PASSAGE PROVIDED:

Showing posts with label monopoly. Show all posts
Showing posts with label monopoly. Show all posts

Monday, October 10, 2011

Big Business and Labor

1. What is it?                    B.  How did it help businesses such as the Carnegie Company and tycoons like Andrew Carnegie?


1. Vertical integration

A.  Vertical integration is a process of buying out suppliers in Carnegie's case, coal field, iron mines or freighters and railroad mines (resources, manufacturing, and distribution)-in order to control the raw materials and transportation systems.
 

B.  By using a vertical integration system, Carnegie was able to control much of the steel industry.
2. Horizontal integration

A. In the process known as horizontal integration companies producing similar products merge.


B. Carnegie became more powerful by gaining control over his suppliers and limiting his competition, he controlled almost the entire steel industry.

3. Social Darwinism

A. Social Darwinism is a theory that grew out of Charles Darwin's theory of biological evolution which states that some individuals of a species flourish and pass their traits along to the next generation while others do not. A process of "natural selection" enabled only the best adapted to survive.


B. This promoted the theory that success and business were achieved by the most able.

4. Monopoly

A. A monopoly is a complete control over an industries production, wages, and prices.


B. A firm that bought out all of it's competitors could gain a monopoly and getting complete control, thus getting all of the profits of an industry.

5. Holding company

A. A corporation that was created to do nothing but to buy out the stocks of other companies.


B. It provided horizontal integration and allowing a company to gain more control over an industry.

6. Trust

A. A trust was competing companies joining together and turning their stock over to a group of trusties who were people who ran the separate companies as one large corporation. In return, the companies earned dividends on profits earned by the trusts.

WORK TO BE COMPLETED: Please duplicate the part of the notes on big business and labor that opens with the words containing "A. In the process" and closes with "adapted to survive.".

DATA:
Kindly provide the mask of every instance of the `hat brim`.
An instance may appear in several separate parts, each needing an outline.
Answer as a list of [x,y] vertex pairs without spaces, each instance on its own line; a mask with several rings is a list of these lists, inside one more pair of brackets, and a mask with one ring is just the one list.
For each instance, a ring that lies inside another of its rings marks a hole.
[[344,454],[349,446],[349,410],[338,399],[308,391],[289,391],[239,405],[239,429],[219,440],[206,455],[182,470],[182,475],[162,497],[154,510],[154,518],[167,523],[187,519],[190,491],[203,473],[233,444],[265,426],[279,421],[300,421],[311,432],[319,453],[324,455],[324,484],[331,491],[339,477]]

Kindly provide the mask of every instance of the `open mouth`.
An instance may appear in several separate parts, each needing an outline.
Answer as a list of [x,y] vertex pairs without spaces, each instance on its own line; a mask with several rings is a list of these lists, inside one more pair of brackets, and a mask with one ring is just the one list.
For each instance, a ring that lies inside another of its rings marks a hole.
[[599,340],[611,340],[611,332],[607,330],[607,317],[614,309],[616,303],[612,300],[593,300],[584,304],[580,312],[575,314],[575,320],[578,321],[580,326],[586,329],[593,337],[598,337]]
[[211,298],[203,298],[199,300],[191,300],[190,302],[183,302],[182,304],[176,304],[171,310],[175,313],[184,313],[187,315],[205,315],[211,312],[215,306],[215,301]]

OUTPUT BELOW:
A. In the process known as horizontal integration companies producing similar products merge.


B. Carnegie became more powerful by gaining control over his suppliers and limiting his competition, he controlled almost the entire steel industry.

3. Social Darwinism

A. Social Darwinism is a theory that grew out of Charles Darwin's theory of biological evolution which states that some individuals of a species flourish and pass their traits along to the next generation while others do not. A process of "natural selection" enabled only the best adapted to survive.